Text section Block Start

# Other Animals > Other Pets >  A very scary rescue :(

## Julia

My recent summer animal rescues were such a huge success.  Both animals recovered fully and found wonderful homes...

I felt a little sad, and had so much spare room in my home that i decided to buy a female veiled chameleon.  She looked pretty decent aside from some eye irritation which I assumed was from the way too strong UVB light in the store.  

I brought her home and after two days it was very apparent that something was seriously wrong with her.  She did not move, eat, drink, or open her eyes at all.   I thought that she was possibly egg bound so I gave her a laying bin and scheduled a vet appointment. 

The vet gave her a very grim prognosis.  Her x ray showed a massive impaction and he told me that I had two options.  Have her euthenized or try a risky surgery to remove the impaction.  Before making my decision the vet advised that I go back to the pet store to get my money back....and ask to HAVE the Chameleon since she is dying.  If I could accomplish this the vet would perform surgery for free since its experimental and very risky.  

Well I took the Chameleon to the store but the person who ran the reptile department was not in.  The employees did not have the authority to give her to me so I had to wait for him to call me.  

She was at the store for two days before I was able to get in contact with the reptile guy....apparently the employees failed to give him the story and he had no idea about my girls condition....anyways once he knew he apologized and let me take her home for free.

Text section Block End

What is required:
Answer these questions using the forum post about the chameleon rescue.
1. What kind of chameleon did the writer buy?
2. What did the chameleon's x-ray show?
3. How long was the chameleon at the store before the writer reached the person who ran the reptile department?

Entries shown Block Start

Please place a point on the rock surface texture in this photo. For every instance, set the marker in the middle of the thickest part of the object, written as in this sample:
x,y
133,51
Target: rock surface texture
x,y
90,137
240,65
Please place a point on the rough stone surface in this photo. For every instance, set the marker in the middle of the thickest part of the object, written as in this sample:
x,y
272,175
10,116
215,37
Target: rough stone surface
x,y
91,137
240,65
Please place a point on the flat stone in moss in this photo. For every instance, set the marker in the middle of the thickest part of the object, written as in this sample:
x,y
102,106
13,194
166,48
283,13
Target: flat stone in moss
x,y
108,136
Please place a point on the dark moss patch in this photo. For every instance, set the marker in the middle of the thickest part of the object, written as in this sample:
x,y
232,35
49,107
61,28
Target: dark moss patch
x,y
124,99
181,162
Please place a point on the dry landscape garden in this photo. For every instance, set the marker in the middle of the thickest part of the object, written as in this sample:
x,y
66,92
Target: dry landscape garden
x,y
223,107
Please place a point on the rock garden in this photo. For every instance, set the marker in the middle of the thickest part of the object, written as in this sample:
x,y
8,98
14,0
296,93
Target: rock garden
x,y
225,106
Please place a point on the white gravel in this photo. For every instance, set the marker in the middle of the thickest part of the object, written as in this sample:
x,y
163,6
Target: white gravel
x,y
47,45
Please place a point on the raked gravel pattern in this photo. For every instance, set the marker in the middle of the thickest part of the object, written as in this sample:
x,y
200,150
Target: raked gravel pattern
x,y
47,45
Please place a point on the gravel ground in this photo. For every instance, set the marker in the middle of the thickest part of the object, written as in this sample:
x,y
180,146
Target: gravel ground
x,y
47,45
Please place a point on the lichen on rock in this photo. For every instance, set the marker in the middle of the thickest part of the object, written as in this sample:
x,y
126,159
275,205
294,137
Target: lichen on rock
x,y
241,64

Entries shown Block End

Exercise response:
1. A female veiled chameleon.
2. A massive impaction.
3. Two days.